# TAREA ASIGNADA A
Responde, según el texto sobre Miguel Valderrama, estas preguntas:
(i) ¿En qué momento irrumpió Valderrama en el campo de la historiografía local?
(ii) ¿Sobre qué figura sostuvo Valderrama la retahíla de libros que escribió?
(iii) ¿Cuál es el título del nuevo libro en el que se retoma esa figura?
# TAREA ASIGNADA B
Prolonga el texto sobre Miguel Valderrama a partir de su última oración.

# TEXTO DEL DOCUMENTO
Mediando la primera década de este siglo, cuando Miguel Valderrama irrumpió en el campo de la historiografía local presentando breves ensayos sobre la extenuación de la historia, la muerte sin rostros ni nombres propios y el descenso de un imaginario moderno que había pasado de la imaginación utópica al universo de una consciencia cabizbaja, el lector atento podía percibir que de ahora en más estaría ante una obra mínima y lúcida que se fundaría, entera, en un sutil movimiento de la mirada. Este movimiento se anunciaba como el de un relojero de oficio que, sin otra misión que la de seguir siendo pobre y apasionado, se calzaba la lupa en el ojo para auscultar con cuidado el movimiento de los dientes o las ruedecitas del drama histórico, en la morgue de los mecanismos rotos e irrecuperables.

Haciendo él mismo esto a la hora de escribir sus libros, definió un modo de ver: el de los ojos que abandonan el horizonte para concentrarse en el presente, espacializado y vacío, de un horror sin consuelos ni despliegues.

No es fácil hacerse una idea de las trabas y zancadillas que tuvo que eludir cuando decidió intervenir en una discusión gobernada por una disciplina que, como la de la historia, contaba, y sigue contando, en este país con vigilantes obstinados y, a ratos, sumamente crueles. Pagó el precio de una academia que lo fue marginando, que le quitó títulos de la boca por no prestarse a las rutinas del discípulo, y su apuesta por escribir libros honestos que terminaran siendo su único soporte lo ayudó a definir una posición muy personal.

Para comprender esa posición basta con revisar en retrospectiva la retahíla de libros que, viajando desde su primera lectura sobre Herodoto o la poshistoria hasta el reciente Coloquio sobre Gramsci o su percepción sobre las “traiciones a Walter Benjamin”, con detenciones precisas en la obra de Eugenio Dittborn o las expresiones luctuosas que auscultó como síntomas en la Escena de Avanzada, sostuvo sobre una figura tan endeble como la de la lágrima.

Esa lágrima, que tiene en el Canto X del Infierno de Dante su abreviatura y su indicio, nimio detalle líquido por el que la historia pasó despojándose para siempre de sus ilusiones trascendentales, es retomada ahora en un nuevo libro: Prefacio a la Posdictadura.

Entradas del conjunto de datos
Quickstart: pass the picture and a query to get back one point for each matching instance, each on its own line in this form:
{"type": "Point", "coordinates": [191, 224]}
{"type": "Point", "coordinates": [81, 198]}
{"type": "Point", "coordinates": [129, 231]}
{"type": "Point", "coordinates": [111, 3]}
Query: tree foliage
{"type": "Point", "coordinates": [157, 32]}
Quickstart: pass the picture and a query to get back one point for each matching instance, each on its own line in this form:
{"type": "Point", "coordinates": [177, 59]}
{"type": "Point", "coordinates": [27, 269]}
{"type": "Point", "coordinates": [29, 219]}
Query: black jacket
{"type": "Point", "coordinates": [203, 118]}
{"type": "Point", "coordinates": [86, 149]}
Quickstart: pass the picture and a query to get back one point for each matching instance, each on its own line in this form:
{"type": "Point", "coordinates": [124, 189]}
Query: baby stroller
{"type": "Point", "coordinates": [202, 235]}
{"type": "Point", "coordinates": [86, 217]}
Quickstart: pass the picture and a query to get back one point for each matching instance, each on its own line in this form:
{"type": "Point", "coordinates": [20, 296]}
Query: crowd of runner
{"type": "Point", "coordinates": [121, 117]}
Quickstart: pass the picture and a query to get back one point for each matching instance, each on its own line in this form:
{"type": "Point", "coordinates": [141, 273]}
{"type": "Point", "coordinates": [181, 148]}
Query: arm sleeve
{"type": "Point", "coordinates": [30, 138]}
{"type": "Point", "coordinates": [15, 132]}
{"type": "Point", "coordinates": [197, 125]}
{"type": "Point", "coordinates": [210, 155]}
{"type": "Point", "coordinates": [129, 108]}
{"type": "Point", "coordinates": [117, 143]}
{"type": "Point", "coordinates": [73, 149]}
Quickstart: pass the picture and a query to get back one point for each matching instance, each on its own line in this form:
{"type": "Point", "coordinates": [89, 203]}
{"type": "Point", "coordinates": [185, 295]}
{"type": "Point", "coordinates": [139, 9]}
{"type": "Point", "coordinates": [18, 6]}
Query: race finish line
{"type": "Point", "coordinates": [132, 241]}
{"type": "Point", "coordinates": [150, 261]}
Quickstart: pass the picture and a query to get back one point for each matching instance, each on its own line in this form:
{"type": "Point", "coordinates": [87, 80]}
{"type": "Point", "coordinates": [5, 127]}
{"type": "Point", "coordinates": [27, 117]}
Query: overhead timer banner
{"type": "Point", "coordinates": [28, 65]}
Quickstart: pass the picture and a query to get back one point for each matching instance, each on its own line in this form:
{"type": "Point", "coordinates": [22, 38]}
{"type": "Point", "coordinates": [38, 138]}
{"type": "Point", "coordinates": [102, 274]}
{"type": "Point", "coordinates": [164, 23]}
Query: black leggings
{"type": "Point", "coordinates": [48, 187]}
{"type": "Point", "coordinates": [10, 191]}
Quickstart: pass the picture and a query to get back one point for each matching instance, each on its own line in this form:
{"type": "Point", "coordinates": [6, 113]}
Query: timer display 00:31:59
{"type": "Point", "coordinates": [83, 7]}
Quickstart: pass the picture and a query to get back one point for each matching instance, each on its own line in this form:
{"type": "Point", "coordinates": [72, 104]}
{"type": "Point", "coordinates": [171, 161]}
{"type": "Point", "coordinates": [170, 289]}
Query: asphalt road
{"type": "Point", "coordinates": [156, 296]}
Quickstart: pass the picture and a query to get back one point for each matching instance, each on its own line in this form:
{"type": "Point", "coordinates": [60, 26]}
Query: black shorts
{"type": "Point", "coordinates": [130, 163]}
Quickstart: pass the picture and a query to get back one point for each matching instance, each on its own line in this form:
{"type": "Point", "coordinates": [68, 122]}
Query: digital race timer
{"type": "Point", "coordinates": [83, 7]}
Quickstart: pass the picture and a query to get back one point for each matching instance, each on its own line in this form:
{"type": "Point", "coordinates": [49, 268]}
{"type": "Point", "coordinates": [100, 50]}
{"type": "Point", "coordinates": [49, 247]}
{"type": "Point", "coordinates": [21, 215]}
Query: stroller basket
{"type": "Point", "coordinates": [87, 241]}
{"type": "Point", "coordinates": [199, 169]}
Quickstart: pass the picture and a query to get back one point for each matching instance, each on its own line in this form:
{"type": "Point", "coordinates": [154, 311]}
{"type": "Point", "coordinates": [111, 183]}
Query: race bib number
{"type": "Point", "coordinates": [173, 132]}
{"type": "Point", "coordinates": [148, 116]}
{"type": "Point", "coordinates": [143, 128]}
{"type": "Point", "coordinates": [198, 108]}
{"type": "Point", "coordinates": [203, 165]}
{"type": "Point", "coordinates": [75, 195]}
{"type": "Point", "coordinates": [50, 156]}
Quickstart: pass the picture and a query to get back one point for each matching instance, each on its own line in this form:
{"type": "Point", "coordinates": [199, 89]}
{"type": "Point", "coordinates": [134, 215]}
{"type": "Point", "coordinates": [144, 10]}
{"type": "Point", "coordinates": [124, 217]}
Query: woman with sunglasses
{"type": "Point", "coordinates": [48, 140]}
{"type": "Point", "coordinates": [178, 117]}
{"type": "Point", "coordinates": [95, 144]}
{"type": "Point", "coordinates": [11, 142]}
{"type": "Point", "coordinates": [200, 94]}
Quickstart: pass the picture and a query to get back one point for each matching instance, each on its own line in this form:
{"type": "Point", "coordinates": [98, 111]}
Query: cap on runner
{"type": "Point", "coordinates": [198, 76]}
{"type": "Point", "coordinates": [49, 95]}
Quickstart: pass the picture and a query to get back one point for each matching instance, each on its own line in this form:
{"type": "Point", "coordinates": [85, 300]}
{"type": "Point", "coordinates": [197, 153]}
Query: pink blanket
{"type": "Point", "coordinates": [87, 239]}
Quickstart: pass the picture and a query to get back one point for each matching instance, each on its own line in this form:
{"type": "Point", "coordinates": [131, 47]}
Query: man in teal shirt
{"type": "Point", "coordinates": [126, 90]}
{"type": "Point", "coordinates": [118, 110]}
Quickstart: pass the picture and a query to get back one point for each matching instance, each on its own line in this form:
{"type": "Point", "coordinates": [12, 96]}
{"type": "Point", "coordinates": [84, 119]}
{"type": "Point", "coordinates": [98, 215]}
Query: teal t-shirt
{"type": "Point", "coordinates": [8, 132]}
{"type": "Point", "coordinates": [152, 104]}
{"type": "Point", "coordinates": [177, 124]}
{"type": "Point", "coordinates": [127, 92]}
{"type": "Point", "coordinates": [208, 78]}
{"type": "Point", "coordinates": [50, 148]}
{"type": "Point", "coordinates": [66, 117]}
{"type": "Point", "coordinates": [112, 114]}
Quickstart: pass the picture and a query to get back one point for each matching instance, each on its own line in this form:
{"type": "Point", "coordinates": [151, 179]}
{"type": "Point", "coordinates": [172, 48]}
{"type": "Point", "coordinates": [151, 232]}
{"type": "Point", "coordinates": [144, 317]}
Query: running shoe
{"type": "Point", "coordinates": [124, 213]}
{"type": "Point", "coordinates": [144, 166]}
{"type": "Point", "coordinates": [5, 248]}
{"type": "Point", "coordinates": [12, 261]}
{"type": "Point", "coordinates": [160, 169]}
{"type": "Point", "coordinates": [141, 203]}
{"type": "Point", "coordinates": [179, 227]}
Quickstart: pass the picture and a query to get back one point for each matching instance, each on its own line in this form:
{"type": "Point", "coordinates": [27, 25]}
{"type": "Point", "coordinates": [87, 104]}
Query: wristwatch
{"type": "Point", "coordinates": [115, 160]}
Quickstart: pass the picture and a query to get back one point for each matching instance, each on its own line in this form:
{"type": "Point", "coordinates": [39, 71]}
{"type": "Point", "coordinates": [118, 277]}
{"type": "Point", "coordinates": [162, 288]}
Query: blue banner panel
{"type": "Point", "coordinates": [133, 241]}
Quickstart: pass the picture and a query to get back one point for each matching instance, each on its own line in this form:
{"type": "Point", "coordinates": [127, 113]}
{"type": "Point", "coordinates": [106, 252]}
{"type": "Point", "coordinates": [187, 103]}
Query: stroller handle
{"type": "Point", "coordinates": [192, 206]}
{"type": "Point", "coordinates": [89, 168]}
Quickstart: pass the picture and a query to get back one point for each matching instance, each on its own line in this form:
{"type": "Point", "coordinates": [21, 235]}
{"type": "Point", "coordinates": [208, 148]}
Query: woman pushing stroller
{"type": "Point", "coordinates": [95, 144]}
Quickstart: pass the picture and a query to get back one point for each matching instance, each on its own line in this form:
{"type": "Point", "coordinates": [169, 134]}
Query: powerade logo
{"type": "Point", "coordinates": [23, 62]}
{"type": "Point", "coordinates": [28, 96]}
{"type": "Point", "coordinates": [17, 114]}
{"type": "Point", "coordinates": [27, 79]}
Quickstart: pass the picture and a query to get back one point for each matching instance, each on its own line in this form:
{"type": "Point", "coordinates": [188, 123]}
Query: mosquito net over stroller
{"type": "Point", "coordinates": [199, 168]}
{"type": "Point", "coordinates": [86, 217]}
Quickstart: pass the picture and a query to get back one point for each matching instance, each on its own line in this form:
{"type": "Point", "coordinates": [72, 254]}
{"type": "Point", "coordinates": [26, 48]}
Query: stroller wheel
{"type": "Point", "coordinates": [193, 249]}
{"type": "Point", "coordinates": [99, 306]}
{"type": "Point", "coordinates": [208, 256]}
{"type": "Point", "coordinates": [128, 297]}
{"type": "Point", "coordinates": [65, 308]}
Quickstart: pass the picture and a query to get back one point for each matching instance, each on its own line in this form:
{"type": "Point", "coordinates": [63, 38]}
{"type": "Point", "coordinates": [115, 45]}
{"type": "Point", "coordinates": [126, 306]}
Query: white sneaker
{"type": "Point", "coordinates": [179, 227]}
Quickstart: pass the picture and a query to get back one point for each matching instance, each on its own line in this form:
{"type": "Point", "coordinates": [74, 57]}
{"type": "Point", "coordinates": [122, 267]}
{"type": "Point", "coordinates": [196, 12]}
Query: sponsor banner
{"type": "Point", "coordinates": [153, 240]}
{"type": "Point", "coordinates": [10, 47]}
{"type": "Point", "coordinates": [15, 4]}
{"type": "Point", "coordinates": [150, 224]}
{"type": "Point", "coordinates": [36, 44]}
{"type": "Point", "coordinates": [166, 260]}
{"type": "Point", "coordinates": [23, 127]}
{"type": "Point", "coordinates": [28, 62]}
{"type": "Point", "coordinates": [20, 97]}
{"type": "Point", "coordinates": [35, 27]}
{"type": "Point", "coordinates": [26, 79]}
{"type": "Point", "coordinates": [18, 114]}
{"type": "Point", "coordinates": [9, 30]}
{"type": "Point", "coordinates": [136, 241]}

# RESPUESTA A
(i) Mediando la primera década de este siglo.
(ii) Sobre la figura de la lágrima.
(iii) Prefacio a la Posdictadura.

# RESPUESTA B
El libro está dedicado a una criatura bastante particular, su gata, no con el fin de hacerle saber al lector que cuenta con una mascota de la que se jacta –a la manera del típico escritor tardoromántico del siglo XIX-, sino con el fin de exhibir que su público es un lector que no lee o que no cuenta, al menos, con una mirada trascendental sobre lo que dicen las palabras.

En este pequeño gesto se encierra ya la tesis preliminar del libro, consistente en exhibir “cierta imposibilidad de lectura, cierta ilegibilidad inscrita en el archivo posdictatorial”. Se podrá o no estar de acuerdo, pero son pocos los autores que lograron hallar en la consunción del lenguaje el modo adecuado de tratar un objeto inasible, esfumado de la posibilidad de las palabras y tocado, como corresponde hacerlo con el crimen, la desaparición, el genocidio y esa hilera de actos humanos incomprensibles, por constelaciones sonoras que vagan en el desamparo y el desacierto.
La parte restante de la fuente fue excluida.